— Begin Given information —

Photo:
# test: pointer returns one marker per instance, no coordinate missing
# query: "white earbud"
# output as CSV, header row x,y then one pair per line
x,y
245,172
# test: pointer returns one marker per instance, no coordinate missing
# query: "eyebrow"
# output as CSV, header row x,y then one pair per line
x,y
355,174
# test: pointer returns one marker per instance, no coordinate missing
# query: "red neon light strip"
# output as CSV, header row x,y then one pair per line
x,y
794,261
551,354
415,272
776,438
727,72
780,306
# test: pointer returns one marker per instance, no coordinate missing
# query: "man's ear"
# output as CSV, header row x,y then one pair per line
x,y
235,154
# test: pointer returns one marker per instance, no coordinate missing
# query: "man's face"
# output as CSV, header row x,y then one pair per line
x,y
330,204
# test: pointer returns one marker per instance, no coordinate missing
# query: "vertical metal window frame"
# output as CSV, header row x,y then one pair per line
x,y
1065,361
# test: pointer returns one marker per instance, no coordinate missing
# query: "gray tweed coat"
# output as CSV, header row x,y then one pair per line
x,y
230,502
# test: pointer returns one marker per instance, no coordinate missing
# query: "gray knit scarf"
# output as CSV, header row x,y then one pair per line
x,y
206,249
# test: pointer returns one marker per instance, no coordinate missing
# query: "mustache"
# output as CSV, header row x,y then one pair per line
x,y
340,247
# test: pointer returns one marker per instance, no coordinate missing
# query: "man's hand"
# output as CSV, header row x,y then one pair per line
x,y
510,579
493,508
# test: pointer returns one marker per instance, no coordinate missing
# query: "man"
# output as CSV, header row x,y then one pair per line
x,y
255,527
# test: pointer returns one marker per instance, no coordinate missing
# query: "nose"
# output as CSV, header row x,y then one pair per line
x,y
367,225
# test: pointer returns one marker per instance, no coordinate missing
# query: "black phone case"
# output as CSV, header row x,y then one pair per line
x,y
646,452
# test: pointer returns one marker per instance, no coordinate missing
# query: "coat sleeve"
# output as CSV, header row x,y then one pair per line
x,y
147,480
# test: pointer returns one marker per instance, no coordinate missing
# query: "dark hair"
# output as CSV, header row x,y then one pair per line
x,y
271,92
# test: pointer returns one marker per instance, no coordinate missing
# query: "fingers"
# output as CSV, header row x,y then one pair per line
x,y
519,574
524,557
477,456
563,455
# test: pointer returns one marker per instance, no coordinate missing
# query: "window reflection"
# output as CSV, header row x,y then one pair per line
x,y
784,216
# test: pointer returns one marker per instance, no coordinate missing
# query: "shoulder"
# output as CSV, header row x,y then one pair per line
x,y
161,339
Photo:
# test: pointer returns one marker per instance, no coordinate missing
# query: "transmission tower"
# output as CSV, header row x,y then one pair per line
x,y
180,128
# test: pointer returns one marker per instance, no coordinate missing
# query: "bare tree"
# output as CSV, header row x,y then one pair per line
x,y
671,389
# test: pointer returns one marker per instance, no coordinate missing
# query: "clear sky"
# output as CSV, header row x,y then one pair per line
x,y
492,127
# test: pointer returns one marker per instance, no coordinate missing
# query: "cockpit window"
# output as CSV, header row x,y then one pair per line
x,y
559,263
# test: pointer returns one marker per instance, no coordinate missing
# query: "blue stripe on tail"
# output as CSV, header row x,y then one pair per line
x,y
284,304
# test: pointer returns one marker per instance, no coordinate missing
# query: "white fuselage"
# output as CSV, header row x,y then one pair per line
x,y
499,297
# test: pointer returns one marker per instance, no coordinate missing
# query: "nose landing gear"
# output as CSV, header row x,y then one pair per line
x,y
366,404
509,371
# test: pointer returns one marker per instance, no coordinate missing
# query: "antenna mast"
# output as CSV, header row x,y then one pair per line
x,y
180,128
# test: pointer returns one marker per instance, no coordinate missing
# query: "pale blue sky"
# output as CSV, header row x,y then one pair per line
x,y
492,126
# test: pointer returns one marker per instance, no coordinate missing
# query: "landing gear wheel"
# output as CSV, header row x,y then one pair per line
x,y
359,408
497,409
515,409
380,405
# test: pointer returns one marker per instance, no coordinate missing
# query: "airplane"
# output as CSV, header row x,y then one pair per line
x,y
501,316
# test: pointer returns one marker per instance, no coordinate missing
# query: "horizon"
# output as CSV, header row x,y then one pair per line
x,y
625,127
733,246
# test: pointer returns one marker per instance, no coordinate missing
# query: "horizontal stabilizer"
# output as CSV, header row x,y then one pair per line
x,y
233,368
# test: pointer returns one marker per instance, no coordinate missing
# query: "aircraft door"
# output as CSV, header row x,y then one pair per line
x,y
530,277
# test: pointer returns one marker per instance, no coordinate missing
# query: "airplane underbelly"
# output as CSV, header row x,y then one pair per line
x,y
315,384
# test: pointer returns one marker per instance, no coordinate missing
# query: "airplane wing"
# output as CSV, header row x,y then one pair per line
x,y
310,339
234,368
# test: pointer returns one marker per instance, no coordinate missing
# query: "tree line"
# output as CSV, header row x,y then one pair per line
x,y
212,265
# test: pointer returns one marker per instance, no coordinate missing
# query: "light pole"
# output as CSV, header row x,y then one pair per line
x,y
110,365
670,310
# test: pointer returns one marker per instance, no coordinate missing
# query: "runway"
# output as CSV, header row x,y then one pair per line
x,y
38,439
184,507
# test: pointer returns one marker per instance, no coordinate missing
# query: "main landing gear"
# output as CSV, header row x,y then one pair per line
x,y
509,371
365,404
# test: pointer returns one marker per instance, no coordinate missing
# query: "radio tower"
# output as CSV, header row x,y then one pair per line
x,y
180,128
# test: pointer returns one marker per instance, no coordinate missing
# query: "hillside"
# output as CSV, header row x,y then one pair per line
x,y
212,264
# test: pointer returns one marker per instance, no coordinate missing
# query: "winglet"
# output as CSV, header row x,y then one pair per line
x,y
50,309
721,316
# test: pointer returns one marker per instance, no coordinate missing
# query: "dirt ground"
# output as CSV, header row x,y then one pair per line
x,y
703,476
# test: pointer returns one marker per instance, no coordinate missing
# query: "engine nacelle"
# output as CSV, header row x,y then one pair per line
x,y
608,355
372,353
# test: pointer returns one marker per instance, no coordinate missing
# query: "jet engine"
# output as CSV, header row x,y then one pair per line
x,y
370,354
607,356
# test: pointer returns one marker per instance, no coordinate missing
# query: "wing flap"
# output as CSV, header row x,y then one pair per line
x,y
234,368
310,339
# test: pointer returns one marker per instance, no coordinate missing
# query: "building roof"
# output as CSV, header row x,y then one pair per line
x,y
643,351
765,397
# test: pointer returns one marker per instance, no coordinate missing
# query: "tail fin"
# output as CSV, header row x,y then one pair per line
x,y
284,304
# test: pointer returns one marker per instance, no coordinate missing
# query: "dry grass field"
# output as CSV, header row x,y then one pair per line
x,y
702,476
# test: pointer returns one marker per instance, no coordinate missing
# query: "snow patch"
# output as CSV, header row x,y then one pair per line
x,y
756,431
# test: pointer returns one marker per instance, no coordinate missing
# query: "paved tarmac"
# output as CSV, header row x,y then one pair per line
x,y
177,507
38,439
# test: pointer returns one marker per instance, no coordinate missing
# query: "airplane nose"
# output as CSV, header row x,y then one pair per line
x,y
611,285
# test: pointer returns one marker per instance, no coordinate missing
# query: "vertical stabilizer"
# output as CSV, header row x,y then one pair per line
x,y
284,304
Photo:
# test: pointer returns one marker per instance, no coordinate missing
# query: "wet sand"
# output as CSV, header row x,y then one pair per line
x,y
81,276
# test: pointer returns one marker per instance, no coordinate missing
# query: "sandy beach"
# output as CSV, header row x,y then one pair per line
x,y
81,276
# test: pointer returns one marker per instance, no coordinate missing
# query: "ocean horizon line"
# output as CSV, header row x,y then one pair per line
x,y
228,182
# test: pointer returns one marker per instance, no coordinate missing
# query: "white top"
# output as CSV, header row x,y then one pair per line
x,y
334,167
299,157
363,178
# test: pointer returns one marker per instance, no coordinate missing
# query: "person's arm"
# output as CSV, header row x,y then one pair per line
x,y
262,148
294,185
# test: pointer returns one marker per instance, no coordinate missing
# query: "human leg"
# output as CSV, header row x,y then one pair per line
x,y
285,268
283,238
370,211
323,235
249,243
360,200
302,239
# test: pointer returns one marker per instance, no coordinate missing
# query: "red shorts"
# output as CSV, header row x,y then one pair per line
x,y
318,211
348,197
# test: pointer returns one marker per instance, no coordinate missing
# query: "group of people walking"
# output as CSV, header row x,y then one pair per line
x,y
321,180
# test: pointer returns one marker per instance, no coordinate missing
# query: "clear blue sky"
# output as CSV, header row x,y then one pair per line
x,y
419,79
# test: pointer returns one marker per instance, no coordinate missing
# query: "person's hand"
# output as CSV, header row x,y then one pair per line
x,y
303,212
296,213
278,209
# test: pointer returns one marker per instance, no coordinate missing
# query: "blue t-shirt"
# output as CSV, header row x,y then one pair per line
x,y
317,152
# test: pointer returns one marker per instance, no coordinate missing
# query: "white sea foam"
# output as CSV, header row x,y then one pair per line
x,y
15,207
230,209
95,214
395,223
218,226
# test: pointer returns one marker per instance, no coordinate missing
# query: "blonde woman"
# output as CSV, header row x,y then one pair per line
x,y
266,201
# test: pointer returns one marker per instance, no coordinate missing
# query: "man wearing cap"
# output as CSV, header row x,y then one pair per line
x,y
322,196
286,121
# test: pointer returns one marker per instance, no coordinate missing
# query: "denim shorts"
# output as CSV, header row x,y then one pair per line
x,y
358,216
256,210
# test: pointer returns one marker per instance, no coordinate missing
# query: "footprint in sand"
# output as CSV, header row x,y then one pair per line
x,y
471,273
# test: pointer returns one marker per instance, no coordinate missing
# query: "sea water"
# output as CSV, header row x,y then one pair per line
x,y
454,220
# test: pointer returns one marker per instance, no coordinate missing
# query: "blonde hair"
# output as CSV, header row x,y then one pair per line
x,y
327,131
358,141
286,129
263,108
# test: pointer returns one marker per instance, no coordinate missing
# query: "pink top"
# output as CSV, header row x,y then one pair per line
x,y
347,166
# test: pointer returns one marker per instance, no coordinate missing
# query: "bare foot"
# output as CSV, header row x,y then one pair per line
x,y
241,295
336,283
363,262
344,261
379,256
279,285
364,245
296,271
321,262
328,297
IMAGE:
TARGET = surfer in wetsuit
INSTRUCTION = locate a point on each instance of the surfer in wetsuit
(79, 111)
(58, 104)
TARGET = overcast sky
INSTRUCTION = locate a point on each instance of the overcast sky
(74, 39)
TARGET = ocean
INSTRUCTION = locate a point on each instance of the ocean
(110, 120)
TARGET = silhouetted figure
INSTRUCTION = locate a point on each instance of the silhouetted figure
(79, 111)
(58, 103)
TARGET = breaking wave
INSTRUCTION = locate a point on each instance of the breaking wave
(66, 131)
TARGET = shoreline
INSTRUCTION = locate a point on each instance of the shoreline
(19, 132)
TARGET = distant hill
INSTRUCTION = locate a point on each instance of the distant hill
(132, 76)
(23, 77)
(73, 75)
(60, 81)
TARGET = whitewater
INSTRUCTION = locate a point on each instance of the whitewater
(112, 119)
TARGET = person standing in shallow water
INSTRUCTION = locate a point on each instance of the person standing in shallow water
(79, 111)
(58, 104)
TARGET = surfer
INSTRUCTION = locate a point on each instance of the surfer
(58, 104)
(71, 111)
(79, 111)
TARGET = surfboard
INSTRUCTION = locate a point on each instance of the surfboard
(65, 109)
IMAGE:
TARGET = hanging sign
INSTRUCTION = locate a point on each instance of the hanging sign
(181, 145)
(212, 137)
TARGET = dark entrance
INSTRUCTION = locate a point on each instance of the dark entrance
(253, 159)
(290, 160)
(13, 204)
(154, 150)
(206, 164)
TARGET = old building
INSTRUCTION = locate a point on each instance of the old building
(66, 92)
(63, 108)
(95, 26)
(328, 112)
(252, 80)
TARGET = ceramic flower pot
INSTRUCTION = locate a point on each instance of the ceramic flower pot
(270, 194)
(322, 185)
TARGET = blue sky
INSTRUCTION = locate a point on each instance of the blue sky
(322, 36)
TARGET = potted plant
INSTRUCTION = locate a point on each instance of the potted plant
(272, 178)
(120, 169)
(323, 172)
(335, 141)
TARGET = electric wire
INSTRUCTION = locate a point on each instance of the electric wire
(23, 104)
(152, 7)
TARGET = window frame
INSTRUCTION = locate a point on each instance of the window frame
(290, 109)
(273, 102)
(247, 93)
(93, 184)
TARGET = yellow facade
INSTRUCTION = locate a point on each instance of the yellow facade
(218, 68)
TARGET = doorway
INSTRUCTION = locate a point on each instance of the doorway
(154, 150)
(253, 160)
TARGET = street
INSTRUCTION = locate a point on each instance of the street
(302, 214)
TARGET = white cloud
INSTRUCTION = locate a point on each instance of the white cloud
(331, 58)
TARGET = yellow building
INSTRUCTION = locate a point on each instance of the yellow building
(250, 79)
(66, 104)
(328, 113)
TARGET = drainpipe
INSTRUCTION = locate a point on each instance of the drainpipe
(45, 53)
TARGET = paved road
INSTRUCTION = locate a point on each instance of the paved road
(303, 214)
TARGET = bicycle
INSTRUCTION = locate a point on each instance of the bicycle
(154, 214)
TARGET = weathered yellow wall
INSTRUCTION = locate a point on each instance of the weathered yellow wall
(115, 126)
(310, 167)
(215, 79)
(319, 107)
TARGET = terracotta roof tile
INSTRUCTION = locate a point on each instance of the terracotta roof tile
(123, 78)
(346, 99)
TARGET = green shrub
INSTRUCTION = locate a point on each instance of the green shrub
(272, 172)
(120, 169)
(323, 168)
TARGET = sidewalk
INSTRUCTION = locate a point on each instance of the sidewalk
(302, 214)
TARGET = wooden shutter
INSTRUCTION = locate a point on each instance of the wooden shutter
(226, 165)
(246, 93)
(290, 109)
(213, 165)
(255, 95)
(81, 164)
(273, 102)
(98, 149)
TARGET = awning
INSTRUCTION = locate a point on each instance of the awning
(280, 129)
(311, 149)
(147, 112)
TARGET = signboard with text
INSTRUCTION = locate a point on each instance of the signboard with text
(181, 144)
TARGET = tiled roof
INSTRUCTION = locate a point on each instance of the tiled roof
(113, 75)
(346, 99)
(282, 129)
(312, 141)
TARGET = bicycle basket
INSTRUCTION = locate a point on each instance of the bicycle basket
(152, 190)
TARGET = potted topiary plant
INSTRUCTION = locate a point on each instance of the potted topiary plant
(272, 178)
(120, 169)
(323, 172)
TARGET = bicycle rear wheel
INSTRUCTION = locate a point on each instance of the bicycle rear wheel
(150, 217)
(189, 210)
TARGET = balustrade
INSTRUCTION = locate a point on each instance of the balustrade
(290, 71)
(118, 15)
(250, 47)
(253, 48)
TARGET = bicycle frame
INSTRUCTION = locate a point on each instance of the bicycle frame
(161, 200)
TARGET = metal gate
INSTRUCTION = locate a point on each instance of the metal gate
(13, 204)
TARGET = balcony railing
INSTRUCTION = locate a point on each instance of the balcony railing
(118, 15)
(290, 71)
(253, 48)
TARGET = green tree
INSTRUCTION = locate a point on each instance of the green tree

— End Given information —

Transcribe the records from the line containing "TARGET = balcony railing" through the end of the records, keeping every line unchanged.

TARGET = balcony railing
INSTRUCTION = locate a point on each instance of the balcony railing
(118, 15)
(290, 71)
(253, 48)
TARGET = green tree
INSTRUCTION = locate a point on each instance of the green tree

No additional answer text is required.